Pick out the lines below that contain the string "flower" and copy them all.

Top of Entries supplied

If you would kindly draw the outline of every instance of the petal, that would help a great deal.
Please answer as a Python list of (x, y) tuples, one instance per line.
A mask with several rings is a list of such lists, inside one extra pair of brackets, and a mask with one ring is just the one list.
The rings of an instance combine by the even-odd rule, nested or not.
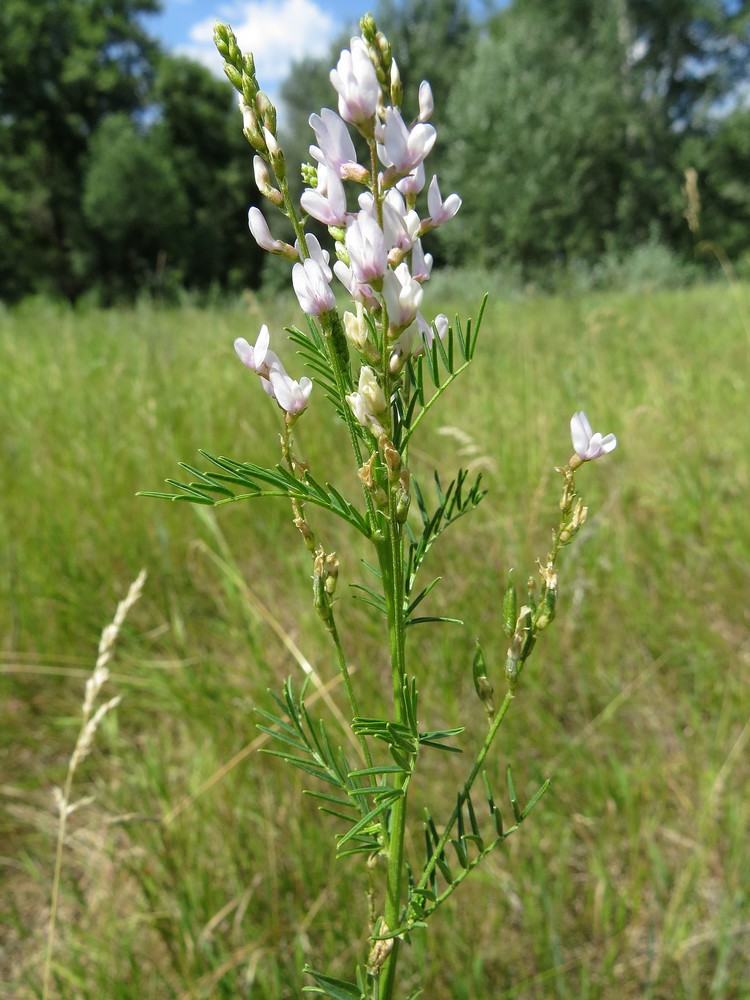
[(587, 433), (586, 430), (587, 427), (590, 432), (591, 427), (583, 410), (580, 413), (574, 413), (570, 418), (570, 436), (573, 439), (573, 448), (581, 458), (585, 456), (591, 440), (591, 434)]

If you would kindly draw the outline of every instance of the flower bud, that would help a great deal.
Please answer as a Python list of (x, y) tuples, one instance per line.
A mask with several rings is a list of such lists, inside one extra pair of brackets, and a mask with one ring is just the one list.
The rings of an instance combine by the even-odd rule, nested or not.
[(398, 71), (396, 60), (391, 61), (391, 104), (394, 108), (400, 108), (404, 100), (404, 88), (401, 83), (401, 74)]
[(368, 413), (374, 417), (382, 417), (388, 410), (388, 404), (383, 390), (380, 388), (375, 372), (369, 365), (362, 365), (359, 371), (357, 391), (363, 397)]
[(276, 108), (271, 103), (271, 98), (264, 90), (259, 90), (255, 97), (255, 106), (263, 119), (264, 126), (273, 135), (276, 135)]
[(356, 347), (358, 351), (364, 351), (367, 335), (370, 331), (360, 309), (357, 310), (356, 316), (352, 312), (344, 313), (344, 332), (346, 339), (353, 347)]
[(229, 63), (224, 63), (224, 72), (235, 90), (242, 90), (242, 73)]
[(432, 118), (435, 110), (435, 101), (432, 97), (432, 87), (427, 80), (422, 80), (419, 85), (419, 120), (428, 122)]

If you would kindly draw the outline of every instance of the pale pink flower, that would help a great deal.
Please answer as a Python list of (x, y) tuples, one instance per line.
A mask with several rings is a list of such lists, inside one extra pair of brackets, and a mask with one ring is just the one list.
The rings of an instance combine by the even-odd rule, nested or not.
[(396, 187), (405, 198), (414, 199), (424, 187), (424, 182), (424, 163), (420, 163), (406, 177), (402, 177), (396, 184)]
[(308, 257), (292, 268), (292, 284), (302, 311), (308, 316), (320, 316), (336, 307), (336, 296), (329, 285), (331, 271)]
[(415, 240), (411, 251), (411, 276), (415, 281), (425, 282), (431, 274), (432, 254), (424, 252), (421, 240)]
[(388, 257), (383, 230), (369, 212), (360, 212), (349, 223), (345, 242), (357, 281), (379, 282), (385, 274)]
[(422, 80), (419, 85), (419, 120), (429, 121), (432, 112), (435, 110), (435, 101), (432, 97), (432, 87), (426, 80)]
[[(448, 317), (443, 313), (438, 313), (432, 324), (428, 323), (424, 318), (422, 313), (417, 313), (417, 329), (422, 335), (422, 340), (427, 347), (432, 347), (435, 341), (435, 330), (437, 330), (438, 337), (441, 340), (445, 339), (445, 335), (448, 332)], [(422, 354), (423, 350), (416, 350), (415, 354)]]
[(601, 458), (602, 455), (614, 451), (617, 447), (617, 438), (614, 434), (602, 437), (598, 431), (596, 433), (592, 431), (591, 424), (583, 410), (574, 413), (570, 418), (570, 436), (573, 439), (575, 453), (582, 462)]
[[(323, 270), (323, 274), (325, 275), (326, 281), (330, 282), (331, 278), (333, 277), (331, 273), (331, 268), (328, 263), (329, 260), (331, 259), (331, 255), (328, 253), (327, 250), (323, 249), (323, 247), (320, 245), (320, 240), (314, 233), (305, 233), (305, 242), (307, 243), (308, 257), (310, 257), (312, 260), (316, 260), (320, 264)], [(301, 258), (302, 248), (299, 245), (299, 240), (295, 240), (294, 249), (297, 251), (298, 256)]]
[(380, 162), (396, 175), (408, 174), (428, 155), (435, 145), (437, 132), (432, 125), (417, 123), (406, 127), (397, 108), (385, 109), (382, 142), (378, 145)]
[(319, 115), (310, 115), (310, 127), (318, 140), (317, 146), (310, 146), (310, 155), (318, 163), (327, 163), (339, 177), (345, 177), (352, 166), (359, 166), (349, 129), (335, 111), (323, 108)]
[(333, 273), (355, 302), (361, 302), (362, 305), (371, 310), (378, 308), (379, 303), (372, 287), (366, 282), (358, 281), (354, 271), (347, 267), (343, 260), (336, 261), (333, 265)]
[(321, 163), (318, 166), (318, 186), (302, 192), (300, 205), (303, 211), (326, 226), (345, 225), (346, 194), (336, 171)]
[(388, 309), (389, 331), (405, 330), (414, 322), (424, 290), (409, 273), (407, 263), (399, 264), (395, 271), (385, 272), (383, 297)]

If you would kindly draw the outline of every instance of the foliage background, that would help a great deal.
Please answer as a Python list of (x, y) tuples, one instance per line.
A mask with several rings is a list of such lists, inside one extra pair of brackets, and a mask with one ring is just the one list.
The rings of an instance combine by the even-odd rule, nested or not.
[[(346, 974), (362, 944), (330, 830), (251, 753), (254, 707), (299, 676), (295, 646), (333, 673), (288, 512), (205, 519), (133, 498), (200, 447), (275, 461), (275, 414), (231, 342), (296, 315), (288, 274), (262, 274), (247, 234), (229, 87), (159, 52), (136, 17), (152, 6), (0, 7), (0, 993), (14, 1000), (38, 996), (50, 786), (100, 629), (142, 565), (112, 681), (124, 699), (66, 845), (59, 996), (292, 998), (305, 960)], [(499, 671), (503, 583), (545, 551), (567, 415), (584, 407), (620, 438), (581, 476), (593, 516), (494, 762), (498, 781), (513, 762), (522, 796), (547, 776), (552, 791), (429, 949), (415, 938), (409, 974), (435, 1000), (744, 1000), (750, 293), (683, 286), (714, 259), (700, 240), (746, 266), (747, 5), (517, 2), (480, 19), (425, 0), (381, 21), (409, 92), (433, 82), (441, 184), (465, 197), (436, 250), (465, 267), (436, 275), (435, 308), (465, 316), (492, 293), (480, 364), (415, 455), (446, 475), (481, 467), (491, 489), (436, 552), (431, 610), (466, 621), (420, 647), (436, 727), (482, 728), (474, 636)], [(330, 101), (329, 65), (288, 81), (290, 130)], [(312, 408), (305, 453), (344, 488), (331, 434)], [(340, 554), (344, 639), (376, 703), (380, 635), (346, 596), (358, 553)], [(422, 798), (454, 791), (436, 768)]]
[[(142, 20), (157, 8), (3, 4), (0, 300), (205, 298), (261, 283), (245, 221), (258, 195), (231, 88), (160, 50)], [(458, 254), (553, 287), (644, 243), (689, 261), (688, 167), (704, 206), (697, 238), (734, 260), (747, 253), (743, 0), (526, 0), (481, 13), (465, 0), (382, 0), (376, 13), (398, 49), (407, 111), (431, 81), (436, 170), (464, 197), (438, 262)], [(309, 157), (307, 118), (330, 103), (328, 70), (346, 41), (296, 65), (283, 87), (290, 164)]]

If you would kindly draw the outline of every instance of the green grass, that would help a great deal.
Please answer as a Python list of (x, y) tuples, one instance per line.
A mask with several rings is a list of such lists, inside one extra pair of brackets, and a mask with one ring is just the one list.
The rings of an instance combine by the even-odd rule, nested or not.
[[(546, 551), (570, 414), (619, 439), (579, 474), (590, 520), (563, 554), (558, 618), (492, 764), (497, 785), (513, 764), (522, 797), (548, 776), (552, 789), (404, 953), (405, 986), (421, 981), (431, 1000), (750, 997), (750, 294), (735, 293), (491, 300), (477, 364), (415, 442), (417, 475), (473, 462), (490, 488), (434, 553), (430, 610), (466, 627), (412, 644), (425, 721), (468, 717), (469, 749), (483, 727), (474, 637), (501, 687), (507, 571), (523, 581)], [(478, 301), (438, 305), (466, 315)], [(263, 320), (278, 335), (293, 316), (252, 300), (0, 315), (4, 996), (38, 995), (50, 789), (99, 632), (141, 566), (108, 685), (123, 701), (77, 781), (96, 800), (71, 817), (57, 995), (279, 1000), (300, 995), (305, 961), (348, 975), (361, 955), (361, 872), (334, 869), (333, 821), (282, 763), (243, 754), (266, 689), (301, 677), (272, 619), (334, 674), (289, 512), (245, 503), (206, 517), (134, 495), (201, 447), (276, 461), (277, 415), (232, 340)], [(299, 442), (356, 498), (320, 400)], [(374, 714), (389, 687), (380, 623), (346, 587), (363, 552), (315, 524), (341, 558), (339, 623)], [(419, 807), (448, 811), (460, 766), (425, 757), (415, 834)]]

Bottom of Entries supplied
Top of Entries supplied

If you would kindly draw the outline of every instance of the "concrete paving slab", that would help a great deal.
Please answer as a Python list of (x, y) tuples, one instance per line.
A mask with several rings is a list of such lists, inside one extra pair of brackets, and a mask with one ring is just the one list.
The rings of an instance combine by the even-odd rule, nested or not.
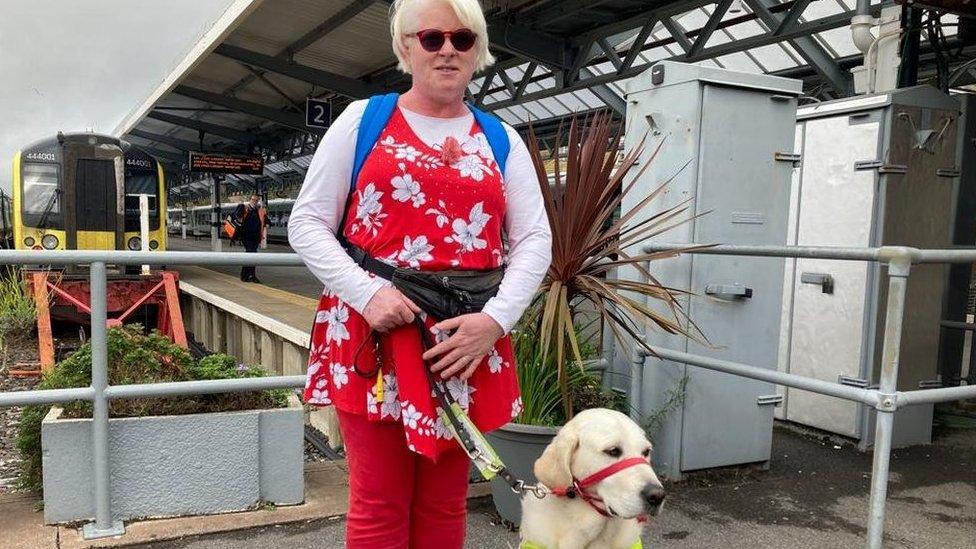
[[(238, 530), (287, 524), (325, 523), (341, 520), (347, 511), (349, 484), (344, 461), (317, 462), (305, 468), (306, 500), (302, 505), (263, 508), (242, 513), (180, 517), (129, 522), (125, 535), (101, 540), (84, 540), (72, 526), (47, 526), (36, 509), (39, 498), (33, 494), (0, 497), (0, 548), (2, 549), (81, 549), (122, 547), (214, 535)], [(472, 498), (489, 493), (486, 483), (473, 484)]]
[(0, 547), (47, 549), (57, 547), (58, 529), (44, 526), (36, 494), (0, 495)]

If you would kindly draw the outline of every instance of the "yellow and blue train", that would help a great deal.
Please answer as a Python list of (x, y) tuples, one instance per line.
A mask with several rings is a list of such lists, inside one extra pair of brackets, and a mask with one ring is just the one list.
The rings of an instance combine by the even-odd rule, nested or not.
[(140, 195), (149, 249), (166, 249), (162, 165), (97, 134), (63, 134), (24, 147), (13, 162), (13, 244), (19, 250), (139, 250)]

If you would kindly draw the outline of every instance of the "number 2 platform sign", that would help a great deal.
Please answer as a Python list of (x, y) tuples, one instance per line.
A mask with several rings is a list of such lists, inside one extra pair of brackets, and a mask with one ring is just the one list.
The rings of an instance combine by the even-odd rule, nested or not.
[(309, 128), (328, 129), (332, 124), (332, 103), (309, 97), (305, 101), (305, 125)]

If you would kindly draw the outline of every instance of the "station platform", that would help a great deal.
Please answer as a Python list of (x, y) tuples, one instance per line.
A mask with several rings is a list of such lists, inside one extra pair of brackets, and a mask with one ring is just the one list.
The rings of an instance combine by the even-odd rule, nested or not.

Bottom of Entries supplied

*Response box:*
If you would kindly draw the outline of every instance of the flower bud, that would help a great deal.
If you would kindly draw the outline of every instance of the pale pink flower, that would help a great deal.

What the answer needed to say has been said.